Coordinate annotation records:
----------

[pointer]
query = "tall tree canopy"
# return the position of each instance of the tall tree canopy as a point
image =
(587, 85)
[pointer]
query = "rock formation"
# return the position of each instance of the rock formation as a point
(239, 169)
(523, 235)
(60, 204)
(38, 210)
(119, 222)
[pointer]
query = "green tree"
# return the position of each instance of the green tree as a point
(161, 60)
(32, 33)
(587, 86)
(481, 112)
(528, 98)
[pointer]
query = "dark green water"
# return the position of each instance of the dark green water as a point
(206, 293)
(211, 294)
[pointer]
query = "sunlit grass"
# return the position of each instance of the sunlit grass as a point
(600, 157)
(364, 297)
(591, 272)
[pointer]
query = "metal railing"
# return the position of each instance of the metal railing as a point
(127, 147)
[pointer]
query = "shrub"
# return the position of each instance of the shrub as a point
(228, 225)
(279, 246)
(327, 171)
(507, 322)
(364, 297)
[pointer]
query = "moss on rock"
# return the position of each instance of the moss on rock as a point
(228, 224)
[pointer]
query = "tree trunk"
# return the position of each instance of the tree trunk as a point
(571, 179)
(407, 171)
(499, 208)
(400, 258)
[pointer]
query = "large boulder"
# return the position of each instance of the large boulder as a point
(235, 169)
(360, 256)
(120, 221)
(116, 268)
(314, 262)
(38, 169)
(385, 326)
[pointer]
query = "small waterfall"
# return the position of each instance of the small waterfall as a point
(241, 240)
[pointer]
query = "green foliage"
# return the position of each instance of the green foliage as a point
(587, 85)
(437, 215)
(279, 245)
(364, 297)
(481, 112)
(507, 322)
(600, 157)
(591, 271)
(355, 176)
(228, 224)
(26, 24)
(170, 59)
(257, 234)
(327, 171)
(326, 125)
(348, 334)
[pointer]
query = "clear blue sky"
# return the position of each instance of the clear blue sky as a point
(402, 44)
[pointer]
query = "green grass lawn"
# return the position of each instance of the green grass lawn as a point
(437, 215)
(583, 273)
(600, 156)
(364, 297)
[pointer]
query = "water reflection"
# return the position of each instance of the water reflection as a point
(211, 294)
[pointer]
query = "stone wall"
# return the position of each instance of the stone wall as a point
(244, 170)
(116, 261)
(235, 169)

----------

* _Exercise brief_
Every line above should be written out again exactly as it stands.

* _Complete response_
[pointer]
query = "tall tree canopy"
# return the position of each instance of the tall tree canopy as a point
image =
(587, 85)
[pointer]
query = "rock formation"
# return the position of each instance of the rock formation as a point
(239, 169)
(523, 235)
(60, 204)
(38, 210)
(119, 222)
[pointer]
query = "green tree"
# return the position of each instance of the green tree as a point
(161, 60)
(32, 33)
(587, 86)
(481, 112)
(528, 98)
[pointer]
query = "dark green water"
# return the position of each instance of the dark green water as a point
(206, 293)
(211, 294)
[pointer]
query = "sunlit grass"
# return the position of each instance of the sunlit grass as a point
(600, 157)
(364, 297)
(591, 272)
[pointer]
query = "metal railing"
# return the position of each instance of the metal railing as a point
(127, 147)
[pointer]
query = "shrub"
# return the position of each instance of the shrub as a point
(228, 225)
(279, 246)
(327, 171)
(507, 322)
(364, 297)
[pointer]
query = "moss on rock"
# return the position of each instance of the moss on rock as a point
(228, 224)
[pointer]
query = "tree trunk"
# return the position of each instance of the tree trunk as a point
(571, 179)
(407, 171)
(499, 208)
(400, 258)
[pointer]
query = "large boulder"
# return the position of each instance of the large boulder as a point
(235, 169)
(360, 256)
(120, 221)
(116, 268)
(314, 262)
(38, 169)
(385, 326)
[pointer]
query = "small waterfall"
# return the position of each instance of the small waterfall as a point
(241, 240)
[pointer]
query = "green foliage"
# return the position of each instance of the green foliage as a point
(587, 85)
(437, 215)
(279, 245)
(364, 297)
(481, 112)
(507, 322)
(600, 157)
(591, 271)
(355, 176)
(228, 224)
(26, 24)
(170, 59)
(257, 234)
(327, 171)
(326, 125)
(348, 334)
[pointer]
query = "clear blue sky"
# return the position of each instance of the clear blue sky as a point
(402, 44)
[pointer]
query = "green grass lawn"
# return the position of each instance of the green grass lawn as a point
(437, 215)
(583, 273)
(600, 156)
(364, 297)
[pointer]
query = "water reflection"
# return the position of each instance of the water reflection as a point
(211, 294)
[pointer]
query = "stone wall"
# return the position of each instance of the stone wall as a point
(244, 170)
(116, 261)
(235, 169)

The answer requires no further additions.